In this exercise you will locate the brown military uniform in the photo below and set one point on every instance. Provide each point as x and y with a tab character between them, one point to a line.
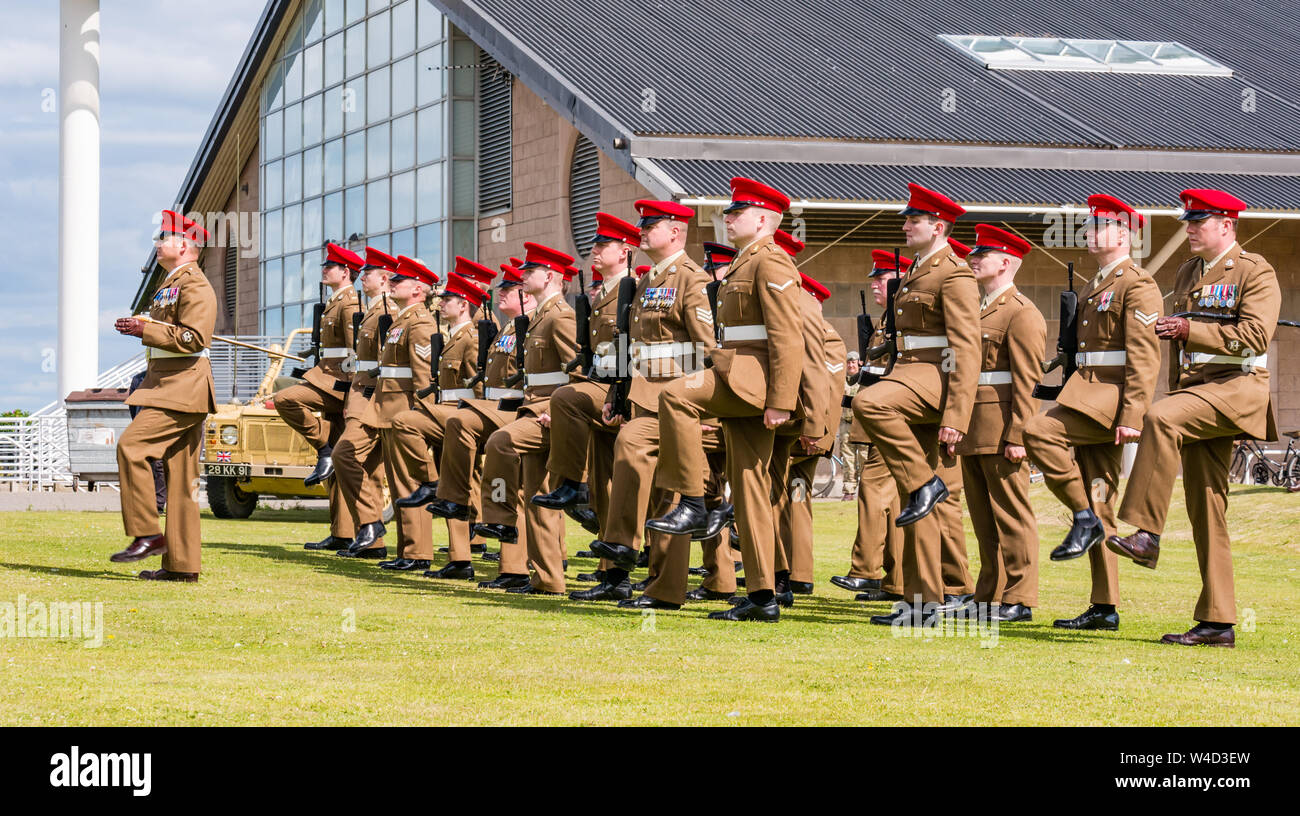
:::::
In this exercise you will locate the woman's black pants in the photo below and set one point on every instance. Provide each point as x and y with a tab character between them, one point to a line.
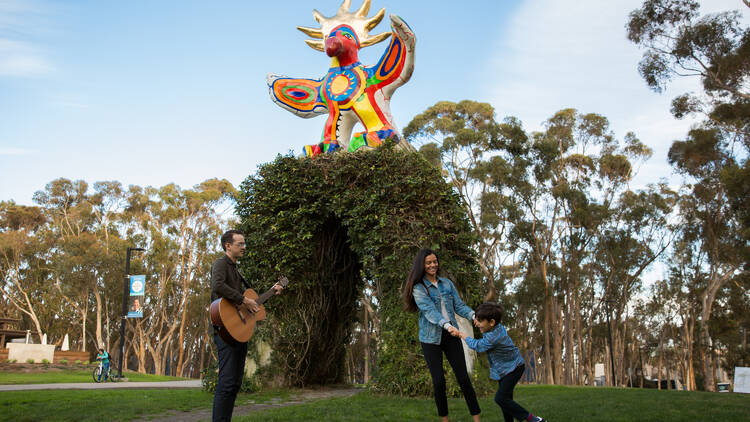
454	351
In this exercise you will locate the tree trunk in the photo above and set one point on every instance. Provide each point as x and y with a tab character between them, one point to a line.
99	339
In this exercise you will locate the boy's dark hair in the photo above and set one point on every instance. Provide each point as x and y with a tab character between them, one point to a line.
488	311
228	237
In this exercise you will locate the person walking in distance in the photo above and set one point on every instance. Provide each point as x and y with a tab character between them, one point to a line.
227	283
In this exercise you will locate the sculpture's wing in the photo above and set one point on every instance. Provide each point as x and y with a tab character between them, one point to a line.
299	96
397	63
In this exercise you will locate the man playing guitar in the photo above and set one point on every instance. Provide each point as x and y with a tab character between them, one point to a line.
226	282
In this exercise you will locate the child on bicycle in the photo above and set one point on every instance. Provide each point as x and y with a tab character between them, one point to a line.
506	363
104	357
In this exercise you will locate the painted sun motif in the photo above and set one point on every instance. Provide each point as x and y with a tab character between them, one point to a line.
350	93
:::::
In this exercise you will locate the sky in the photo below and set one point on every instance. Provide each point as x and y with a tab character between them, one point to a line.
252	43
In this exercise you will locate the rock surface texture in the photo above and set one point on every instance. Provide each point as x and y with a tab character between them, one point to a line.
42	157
:::::
● **Was erwartet wird**
Ziehen Sie aus den Einträgen oben jede Zeile heraus, in der das Wort „wing“ vorkommt.

● **Ergebnis der Aufgabe**
In this exercise you will locate the sculpture's wing in the photo above and set one point on every instance. Provide each point as x and y with a tab character between them, one point to a line.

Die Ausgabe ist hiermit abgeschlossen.